■ APPLY WHAT YOU READ
(a) Reproduce the passage below on the Lehmer case from "Jones shifted in" to "what was recognized.", word for word.
(b) List every person whom the passage below on the Lehmer case names with both a first name and a last name.

==== DOCUMENT EXTRACT

For Rick Crowl, Jerry Jones' report was the crowning blow. Not even Bennett's customary emphatic defense--"I stand by my findings. . . . It's not like I'm making it up"--could sway him any longer. He still liked and respected Bennett but felt he had to go with what the experts were saying. The fact was, the state no longer had probable cause. Even if Joel Lehmer were mean to that baby, even if he wanted to put it up for adoption, that baby still didn't die of trauma.
Or, at least, Crowl couldn't prove it. He couldn't show that anything the parents did caused their baby to die. No way could the state win at a retrial. The defense would have Jerry Jones, plus the destroyed slides. By law, it would be assumed that missing evidence was beneficial to the defendant.
It's hard to imagine any other prosecutor doing what Crowl now did. It was one month before election day, and Crowl was up for reelection. The Lehmers were a dubious couple at best. They'd pleaded; he had them in jail. The easiest thing would be to let Brennecke file a motion for post-conviction relief. Go through the lengthy appellate procedure, wait out the election.
Instead, Crowl, on the evening of Sept. 24, just hours after hearing from Jones, called Judge Timothy O'Grady of the Iowa District Court in Pottawattamie County. "We have a problem," Crowl began. "I think we have some people in prison who shouldn't be there. I don't think I have a provable case."
The hearing commenced at 2:42 the next afternoon at the Pottawattamie County Courthouse in Council Bluffs. For the county appeared Rick Crowl. For the Lehmers appeared their original lawyers, Drew Kouris and Greg Steensland.
Brennecke was out of the country on an 11-day tour of China. Crowl, not wanting to wait, had called Kouris midmorning, without advance notice. We're going to court, he'd advised. You need to prepare a motion for a new trial.
"These motions," Judge O'Grady began, "allege that there has been evidence discovered since the judgment in these cases. Mr. Crowl?"
The county attorney rose. "Yes, your honor. The state is not going to resist the application, but in support of the state's position, we would like to call Dr. Jerry Jones."
On the stand, Jones again was unequivocal: Completely unconvincing . . . I could not interpret this in any way, shape or fashion as evidence of subdural hemorrhage. . . . I completely disagree with the findings and the interpretations by Dr. Bennett.
When Crowl finished his interrogation, Judge O'Grady posed his own question: "Dr. Jones, . . . How is it that your opinion differs so much with Dr. Bennett's? Do experts commonly disagree with interpretations of those photographs?"
Jones shifted in his chair, plainly uncomfortable at the notion of openly criticizing a colleague. "Well," he said. "I cannot explain Dr. Bennett's interpretation of this. I believe it is completely incorrect, and I don't believe that other competent pathologists in reviewing this would come to the same interpretation as Dr. Bennett. . . . I don't know how else to answer the question. . . ."
The standard for meriting a new trial is whether "important and material" evidence has been discovered that the defendants "could not have discovered before trial." There'd been no new evidence at all, of course, but since that's what was needed, that's what was recognized.
"I find that the standard has been met," declared O'Grady. "The motion for a new trial will be sustained."

========
==== DATA FOR REVIEW

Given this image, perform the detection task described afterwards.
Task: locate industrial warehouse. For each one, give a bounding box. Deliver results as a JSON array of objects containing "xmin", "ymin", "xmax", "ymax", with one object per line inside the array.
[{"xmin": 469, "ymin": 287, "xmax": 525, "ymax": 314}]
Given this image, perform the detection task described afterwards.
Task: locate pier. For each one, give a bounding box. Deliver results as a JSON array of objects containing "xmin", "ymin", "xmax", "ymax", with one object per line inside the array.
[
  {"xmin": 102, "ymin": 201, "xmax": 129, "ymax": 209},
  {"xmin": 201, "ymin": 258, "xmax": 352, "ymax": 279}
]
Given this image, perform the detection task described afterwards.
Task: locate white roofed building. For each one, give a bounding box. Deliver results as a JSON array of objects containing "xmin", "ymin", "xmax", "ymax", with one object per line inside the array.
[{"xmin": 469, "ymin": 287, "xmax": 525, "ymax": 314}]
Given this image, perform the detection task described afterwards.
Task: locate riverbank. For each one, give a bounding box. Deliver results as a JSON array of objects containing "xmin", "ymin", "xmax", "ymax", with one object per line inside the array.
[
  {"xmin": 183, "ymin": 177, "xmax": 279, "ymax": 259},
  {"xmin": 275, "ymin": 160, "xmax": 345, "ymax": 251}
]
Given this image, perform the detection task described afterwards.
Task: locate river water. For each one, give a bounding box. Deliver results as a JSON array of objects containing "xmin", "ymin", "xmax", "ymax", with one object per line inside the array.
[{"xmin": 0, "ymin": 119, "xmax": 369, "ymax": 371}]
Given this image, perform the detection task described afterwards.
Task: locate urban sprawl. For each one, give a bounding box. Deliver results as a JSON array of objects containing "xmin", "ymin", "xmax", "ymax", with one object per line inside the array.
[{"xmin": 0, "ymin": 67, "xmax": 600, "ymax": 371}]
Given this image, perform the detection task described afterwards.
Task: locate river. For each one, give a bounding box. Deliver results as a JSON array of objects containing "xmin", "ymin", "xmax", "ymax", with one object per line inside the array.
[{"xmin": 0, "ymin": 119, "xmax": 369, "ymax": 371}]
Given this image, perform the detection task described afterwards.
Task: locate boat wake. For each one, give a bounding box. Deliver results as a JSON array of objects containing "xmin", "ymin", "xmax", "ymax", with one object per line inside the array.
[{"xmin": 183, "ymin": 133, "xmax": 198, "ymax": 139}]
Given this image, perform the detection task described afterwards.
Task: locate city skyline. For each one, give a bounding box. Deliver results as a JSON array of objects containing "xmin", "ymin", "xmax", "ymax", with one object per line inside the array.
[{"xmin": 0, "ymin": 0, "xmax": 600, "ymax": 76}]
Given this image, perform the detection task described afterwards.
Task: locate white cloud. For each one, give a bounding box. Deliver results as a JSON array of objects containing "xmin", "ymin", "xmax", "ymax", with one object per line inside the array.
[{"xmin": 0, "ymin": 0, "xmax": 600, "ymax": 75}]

========

■ RESPONSES BY ITEM NUMBER
(a)
Jones shifted in his chair, plainly uncomfortable at the notion of openly criticizing a colleague. "Well," he said. "I cannot explain Dr. Bennett's interpretation of this. I believe it is completely incorrect, and I don't believe that other competent pathologists in reviewing this would come to the same interpretation as Dr. Bennett. . . . I don't know how else to answer the question. . . ."
The standard for meriting a new trial is whether "important and material" evidence has been discovered that the defendants "could not have discovered before trial." There'd been no new evidence at all, of course, but since that's what was needed, that's what was recognized.

(b)
Rick Crowl
Jerry Jones
Joel Lehmer
Timothy O'Grady
Drew Kouris
Greg Steensland